→ **Requirement 1**
In the Coca-Cola and Borders passage, what e-reader did Borders produce?
→ **Requirement 2**
The Coca-Cola and Borders passage describes what Borders went through over the next several years, ending with its closure. List each of those events.
→ **Requirement 3**
Reproduce word for word the stretch of the Coca-Cola and Borders passage from "Coca-Cola vs. Borders" through "strategy of implementation.".

→ **Document segment**
══════════
Amazon emerged with an online presence in 1995 and it took Borders more than three years to duplicate those same efforts. Additionally, brick and mortar stores of all kinds began to grow more obsolete. Borders made efforts to try and stay current. For example, Borders produced an e-reader called the Kobo, which was comparable to the Kindle, but it failed to make waves. Over the next several years, Borders went through several leadership changes, closed several international locations, filed bankruptcy and finally it closed in 2011.
Coca-Cola vs. Borders
Both Coca-Cola and Borders were faced with very challenging changes to implement and one company emerged on top and the other ultimately went under. Much of what can help drive and dictate success is how the change is implemented. When Coca-Cola began planning to create a new formula, the process was supported by the change management implementation style. They set out to drive a change with no thought about a plan b or a contingency to change the strategy of implementation.
The initial implementation of the plan to introduce a new formula to meet the challenge of competitors was successful. However, even once the first plan was started and completed, the change did not stop, and Coca-Cola went to the contingency implementation to meet the needs of consumers and adjust back to the original formula. This agility allowed it to sustain and eventually grow to one of the most recognized brands in the world. On the converse, Borders started off very innovative in their operating model but eventually became very reactive to needed change in the way the company worked. There seemed to be no sense of urgency to meet the demands of the industry and this is one of the mistakes of why change fails.
══════════
→ **Excerpted records**
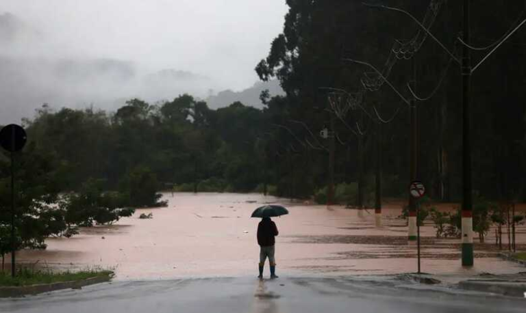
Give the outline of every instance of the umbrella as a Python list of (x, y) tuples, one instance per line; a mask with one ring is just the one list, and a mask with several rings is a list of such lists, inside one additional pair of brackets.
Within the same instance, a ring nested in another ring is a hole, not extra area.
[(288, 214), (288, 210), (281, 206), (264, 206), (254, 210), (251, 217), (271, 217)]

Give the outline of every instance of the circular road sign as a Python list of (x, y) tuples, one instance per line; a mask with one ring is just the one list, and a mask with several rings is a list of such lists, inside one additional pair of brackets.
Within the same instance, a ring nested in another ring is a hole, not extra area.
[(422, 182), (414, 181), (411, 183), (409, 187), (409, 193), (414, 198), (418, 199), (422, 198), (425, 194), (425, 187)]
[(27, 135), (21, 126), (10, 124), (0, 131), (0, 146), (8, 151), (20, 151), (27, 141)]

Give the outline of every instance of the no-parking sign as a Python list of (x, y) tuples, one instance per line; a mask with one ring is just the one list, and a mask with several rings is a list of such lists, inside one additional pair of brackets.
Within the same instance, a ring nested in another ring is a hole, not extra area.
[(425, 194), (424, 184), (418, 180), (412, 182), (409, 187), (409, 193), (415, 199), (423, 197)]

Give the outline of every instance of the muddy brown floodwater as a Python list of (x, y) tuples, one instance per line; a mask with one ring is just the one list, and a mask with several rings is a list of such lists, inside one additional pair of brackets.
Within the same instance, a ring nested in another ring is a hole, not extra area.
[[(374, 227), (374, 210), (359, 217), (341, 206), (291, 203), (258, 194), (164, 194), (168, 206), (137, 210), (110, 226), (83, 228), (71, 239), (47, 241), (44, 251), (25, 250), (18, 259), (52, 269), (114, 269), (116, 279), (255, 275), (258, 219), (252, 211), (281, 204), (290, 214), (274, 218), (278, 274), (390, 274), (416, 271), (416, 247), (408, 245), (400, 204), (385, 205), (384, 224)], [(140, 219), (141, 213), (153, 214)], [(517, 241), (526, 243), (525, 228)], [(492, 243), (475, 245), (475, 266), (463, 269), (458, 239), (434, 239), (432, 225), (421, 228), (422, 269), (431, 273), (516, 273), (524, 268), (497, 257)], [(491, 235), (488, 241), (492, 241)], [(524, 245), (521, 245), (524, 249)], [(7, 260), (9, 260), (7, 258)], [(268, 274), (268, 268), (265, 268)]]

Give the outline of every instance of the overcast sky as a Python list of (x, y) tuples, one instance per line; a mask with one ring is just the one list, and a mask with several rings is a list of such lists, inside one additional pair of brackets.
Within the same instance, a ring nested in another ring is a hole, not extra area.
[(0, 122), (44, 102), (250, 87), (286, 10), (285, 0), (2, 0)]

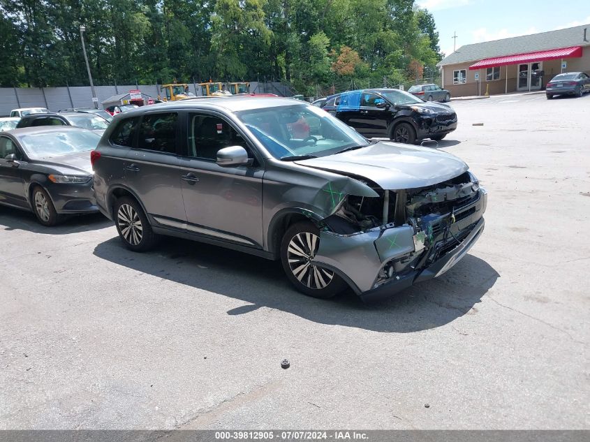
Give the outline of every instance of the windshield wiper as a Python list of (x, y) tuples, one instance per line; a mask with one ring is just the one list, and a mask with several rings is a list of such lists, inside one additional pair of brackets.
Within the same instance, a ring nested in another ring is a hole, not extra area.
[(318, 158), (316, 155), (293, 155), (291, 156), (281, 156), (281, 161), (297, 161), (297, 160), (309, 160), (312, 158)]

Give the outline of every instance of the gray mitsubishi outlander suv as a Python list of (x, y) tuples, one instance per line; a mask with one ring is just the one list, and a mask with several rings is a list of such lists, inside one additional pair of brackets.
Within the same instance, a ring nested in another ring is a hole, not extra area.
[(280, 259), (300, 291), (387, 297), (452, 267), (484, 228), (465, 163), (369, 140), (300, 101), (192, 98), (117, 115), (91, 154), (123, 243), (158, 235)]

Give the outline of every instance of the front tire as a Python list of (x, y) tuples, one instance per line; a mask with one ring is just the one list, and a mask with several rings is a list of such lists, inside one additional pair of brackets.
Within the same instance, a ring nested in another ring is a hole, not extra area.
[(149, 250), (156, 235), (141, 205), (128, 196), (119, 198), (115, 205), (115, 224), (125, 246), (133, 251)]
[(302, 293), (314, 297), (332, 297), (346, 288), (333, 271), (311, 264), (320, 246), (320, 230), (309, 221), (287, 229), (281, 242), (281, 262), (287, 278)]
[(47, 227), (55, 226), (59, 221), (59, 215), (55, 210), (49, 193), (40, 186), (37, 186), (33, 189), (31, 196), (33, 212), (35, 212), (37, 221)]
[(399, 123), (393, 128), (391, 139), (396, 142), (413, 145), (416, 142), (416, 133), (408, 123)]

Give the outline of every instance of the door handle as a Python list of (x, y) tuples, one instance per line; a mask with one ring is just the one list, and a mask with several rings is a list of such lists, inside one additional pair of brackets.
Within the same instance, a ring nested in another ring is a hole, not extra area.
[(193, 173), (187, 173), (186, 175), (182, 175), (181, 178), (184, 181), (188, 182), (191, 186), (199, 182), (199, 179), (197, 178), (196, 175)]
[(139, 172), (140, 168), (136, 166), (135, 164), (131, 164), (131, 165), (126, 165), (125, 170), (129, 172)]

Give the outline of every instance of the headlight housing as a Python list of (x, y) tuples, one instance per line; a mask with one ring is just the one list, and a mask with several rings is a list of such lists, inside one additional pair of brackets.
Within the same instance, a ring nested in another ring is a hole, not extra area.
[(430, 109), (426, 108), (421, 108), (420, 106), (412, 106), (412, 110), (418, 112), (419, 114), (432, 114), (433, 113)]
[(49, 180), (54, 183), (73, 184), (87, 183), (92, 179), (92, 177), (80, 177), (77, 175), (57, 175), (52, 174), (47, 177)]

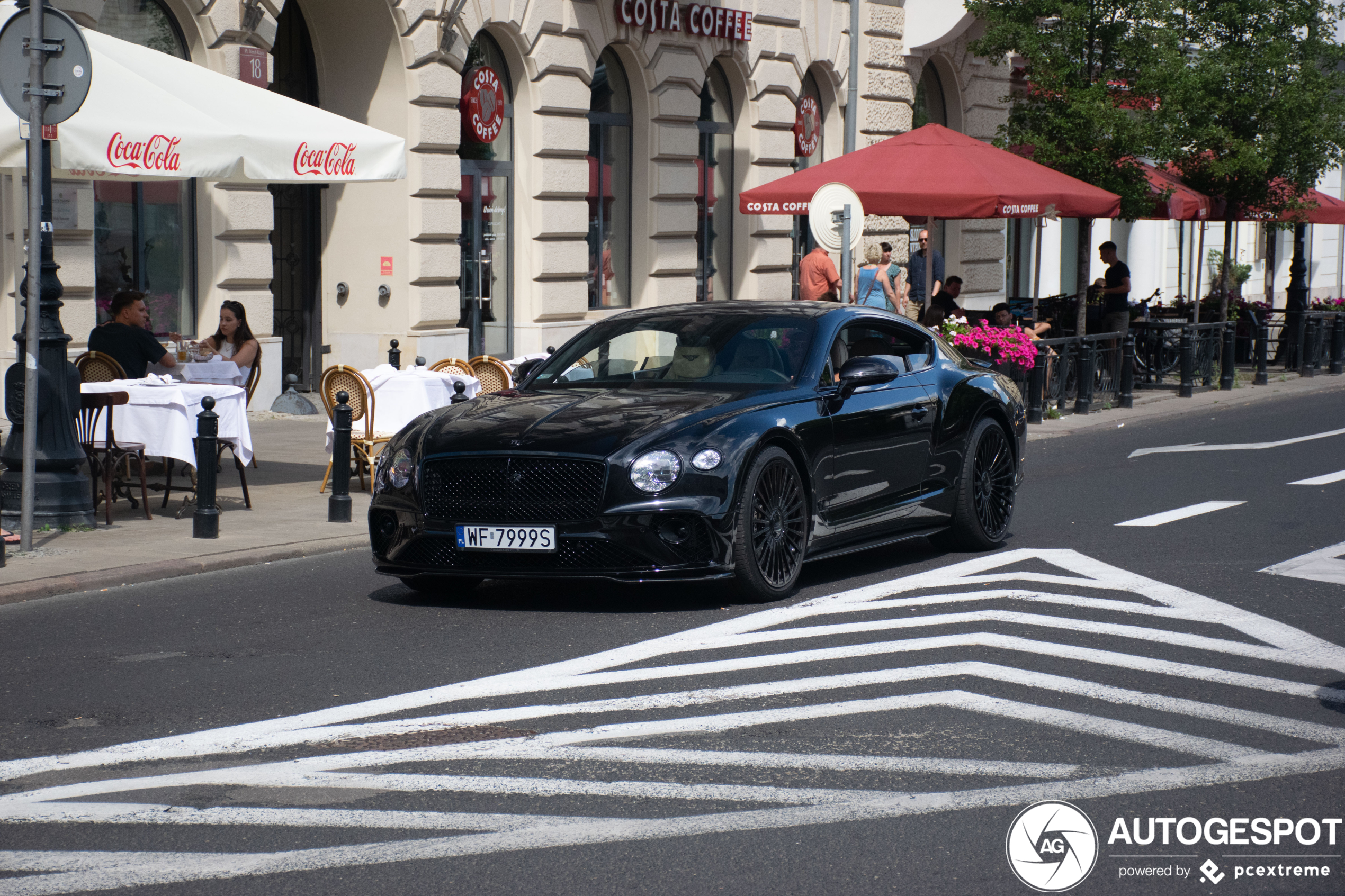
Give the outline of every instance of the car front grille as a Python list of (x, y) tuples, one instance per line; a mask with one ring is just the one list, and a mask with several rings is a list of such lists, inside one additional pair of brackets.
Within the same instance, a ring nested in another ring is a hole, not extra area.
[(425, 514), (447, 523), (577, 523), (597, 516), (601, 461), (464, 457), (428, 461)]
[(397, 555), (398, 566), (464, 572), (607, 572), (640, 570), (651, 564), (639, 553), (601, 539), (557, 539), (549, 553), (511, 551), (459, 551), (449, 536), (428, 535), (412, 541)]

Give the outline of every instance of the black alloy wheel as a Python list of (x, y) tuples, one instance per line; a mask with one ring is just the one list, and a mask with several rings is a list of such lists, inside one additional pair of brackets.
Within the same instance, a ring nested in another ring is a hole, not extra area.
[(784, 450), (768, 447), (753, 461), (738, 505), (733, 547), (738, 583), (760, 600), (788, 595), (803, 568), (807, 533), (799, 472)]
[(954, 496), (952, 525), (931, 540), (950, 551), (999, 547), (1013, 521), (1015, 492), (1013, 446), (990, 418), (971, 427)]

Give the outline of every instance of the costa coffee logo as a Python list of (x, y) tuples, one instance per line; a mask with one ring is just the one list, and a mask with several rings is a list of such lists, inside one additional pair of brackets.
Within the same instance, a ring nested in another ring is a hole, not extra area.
══════════
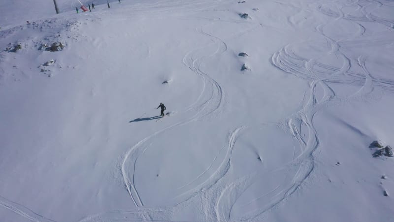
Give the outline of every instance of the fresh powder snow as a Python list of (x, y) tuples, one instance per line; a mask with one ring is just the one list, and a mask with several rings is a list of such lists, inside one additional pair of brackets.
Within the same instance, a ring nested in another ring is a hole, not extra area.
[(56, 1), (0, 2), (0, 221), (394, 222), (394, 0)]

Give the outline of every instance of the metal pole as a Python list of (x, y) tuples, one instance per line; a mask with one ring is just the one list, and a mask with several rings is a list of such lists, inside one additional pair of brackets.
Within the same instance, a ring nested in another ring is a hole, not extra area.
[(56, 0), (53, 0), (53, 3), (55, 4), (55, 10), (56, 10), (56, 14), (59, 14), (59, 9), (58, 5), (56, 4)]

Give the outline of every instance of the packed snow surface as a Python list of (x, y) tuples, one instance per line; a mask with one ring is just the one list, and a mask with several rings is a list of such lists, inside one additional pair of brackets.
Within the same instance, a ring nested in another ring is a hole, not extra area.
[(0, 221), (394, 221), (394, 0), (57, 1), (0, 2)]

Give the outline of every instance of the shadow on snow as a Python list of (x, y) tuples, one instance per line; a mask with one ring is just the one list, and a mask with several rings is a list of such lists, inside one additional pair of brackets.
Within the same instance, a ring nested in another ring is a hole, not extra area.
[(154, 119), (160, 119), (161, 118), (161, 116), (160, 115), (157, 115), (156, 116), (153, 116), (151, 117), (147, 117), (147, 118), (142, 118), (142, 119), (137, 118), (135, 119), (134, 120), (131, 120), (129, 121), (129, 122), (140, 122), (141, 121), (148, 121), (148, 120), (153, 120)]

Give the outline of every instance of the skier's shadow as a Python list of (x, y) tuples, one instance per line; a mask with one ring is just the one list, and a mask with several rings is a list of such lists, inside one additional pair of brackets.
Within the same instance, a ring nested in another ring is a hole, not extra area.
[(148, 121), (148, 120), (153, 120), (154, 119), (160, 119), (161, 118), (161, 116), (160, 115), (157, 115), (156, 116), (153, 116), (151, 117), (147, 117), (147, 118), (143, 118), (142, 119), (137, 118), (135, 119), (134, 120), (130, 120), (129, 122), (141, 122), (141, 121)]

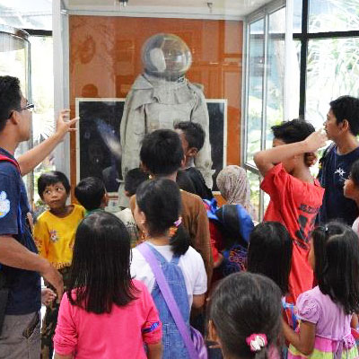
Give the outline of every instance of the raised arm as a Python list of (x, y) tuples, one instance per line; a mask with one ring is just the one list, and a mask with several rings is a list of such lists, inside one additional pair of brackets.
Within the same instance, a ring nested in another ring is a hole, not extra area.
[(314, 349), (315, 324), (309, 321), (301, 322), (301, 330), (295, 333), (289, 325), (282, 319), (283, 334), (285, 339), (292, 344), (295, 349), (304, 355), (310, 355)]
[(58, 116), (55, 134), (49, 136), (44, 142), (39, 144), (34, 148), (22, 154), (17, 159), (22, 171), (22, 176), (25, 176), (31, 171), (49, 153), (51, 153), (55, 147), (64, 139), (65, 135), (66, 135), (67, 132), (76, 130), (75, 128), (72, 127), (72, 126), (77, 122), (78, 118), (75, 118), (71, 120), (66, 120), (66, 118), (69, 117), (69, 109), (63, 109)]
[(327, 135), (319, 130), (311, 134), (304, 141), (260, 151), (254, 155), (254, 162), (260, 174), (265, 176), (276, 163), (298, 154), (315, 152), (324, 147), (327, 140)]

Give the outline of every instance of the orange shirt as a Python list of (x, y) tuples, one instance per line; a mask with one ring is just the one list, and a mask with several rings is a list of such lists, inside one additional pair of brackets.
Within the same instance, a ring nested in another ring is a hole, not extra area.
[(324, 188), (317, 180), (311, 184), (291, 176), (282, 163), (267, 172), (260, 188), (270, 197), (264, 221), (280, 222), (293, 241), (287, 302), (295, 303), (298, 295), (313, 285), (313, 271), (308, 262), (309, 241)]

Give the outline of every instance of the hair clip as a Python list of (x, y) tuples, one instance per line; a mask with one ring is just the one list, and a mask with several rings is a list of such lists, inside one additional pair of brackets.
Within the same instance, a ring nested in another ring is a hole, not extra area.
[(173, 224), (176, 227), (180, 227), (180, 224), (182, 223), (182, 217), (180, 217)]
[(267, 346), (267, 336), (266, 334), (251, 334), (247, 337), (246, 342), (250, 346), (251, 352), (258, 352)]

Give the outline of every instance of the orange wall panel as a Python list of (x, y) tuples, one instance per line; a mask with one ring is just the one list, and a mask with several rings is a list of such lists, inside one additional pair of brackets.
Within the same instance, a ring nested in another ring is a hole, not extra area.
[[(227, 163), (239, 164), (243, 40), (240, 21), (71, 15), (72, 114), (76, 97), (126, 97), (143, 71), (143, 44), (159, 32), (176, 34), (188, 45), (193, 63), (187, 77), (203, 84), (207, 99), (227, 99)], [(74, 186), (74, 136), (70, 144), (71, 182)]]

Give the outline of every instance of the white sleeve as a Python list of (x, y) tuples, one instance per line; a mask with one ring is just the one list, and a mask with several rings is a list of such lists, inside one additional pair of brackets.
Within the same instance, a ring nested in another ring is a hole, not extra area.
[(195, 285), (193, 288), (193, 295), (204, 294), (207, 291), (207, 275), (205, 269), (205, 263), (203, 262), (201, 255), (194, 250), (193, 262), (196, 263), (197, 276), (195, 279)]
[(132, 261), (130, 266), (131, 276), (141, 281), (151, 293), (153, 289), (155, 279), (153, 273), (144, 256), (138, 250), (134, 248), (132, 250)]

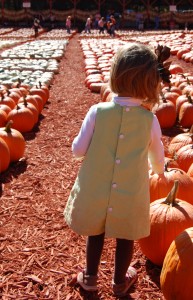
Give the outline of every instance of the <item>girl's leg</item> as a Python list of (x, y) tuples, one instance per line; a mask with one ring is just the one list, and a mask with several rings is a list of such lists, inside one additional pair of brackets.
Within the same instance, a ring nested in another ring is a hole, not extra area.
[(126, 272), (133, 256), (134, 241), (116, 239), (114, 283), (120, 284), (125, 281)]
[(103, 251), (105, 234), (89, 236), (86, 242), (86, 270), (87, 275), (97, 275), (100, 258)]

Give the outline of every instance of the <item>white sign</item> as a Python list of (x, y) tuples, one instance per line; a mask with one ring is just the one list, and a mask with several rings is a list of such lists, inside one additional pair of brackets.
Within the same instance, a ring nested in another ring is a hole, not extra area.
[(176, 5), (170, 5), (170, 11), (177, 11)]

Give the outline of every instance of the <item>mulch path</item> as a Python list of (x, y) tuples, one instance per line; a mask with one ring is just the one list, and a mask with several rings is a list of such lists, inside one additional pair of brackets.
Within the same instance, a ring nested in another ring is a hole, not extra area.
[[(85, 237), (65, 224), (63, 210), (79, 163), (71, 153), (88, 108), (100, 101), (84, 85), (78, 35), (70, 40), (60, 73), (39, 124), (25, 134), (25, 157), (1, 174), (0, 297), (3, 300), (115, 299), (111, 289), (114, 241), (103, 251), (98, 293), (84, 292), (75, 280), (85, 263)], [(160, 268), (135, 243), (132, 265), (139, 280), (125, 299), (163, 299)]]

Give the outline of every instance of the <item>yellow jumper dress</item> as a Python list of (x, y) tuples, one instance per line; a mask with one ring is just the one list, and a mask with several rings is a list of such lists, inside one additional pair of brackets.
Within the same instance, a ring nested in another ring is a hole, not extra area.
══════════
→ **Your solution 1**
The Kobo

→ **Your solution 2**
- Several leadership changes
- Closing several international locations
- Filing bankruptcy
- Finally closing in 2011

→ **Your solution 3**
Coca-Cola vs. Borders
Both Coca-Cola and Borders were faced with very challenging changes to implement and one company emerged on top and the other ultimately went under. Much of what can help drive and dictate success is how the change is implemented. When Coca-Cola began planning to create a new formula, the process was supported by the change management implementation style. They set out to drive a change with no thought about a plan b or a contingency to change the strategy of implementation.